*Work to do*.
Copy every line of the records below word for word, leaving out the pictures.

>> Start Input records

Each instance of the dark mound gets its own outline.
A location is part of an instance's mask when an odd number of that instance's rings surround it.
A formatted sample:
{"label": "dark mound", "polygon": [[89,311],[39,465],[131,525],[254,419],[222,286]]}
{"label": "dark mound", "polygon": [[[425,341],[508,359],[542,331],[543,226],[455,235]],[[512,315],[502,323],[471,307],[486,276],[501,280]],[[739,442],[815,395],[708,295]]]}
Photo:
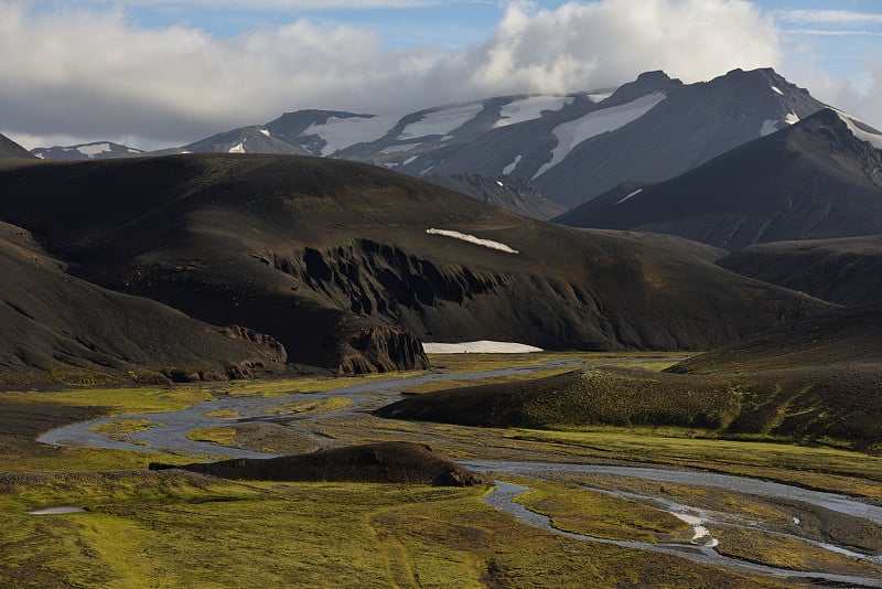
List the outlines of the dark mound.
{"label": "dark mound", "polygon": [[418,336],[707,350],[827,308],[714,266],[704,246],[560,227],[355,162],[44,162],[0,171],[0,216],[79,277],[344,373],[424,367]]}
{"label": "dark mound", "polygon": [[475,172],[463,172],[451,175],[432,174],[422,179],[528,217],[549,219],[567,212],[566,206],[539,194],[536,186],[525,178],[491,178]]}
{"label": "dark mound", "polygon": [[128,375],[216,379],[278,370],[271,338],[220,329],[64,272],[31,235],[0,223],[0,386],[87,384]]}
{"label": "dark mound", "polygon": [[762,244],[717,261],[839,304],[882,301],[882,236]]}
{"label": "dark mound", "polygon": [[623,368],[574,371],[534,381],[416,395],[376,415],[478,427],[592,425],[721,428],[738,415],[731,386]]}
{"label": "dark mound", "polygon": [[18,144],[12,139],[0,135],[0,160],[4,158],[23,160],[34,159],[30,151]]}
{"label": "dark mound", "polygon": [[557,218],[680,235],[728,249],[882,234],[882,151],[825,109],[626,197],[603,194]]}
{"label": "dark mound", "polygon": [[458,465],[424,445],[381,442],[266,460],[235,459],[183,467],[151,463],[150,470],[183,469],[211,476],[257,481],[348,481],[471,486],[487,476]]}
{"label": "dark mound", "polygon": [[872,306],[782,325],[669,373],[580,371],[413,396],[376,413],[482,427],[704,428],[882,452],[881,386],[882,306]]}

>> End Input records

*Finished answer*.
Each instance of the dark mound gets its own outline.
A location is part of an instance's mask when an odd number of that instance's rings surround it.
A formatted sample:
{"label": "dark mound", "polygon": [[89,311],[39,465],[131,525],[254,419],[222,286]]}
{"label": "dark mound", "polygon": [[[425,341],[508,359],[542,331],[543,226],[455,235]],[[512,315],[502,323],[471,307],[486,276],[501,280]],[[739,442],[815,395],[708,295]]]}
Photo:
List the outlines of the dark mound.
{"label": "dark mound", "polygon": [[418,336],[707,350],[827,308],[714,266],[704,246],[560,227],[355,162],[44,162],[0,171],[0,216],[79,277],[344,373],[424,367]]}
{"label": "dark mound", "polygon": [[475,172],[463,172],[451,175],[432,174],[422,179],[528,217],[549,219],[567,212],[566,206],[539,194],[536,186],[525,178],[491,178]]}
{"label": "dark mound", "polygon": [[128,375],[216,379],[278,370],[271,338],[220,329],[64,272],[31,235],[0,223],[0,386],[87,384]]}
{"label": "dark mound", "polygon": [[762,244],[717,261],[839,304],[882,301],[882,236]]}
{"label": "dark mound", "polygon": [[623,368],[574,371],[534,381],[416,395],[376,415],[478,427],[592,425],[721,428],[738,415],[731,386]]}
{"label": "dark mound", "polygon": [[18,144],[12,139],[0,135],[0,160],[4,158],[23,160],[34,159],[30,151]]}
{"label": "dark mound", "polygon": [[557,218],[680,235],[728,249],[882,234],[882,151],[825,109],[626,197],[603,194]]}
{"label": "dark mound", "polygon": [[458,465],[424,445],[381,442],[266,460],[235,459],[183,467],[151,463],[150,470],[183,469],[211,476],[257,481],[348,481],[471,486],[487,476]]}
{"label": "dark mound", "polygon": [[872,306],[782,325],[669,373],[580,371],[413,396],[376,413],[482,427],[704,428],[882,452],[881,386],[882,306]]}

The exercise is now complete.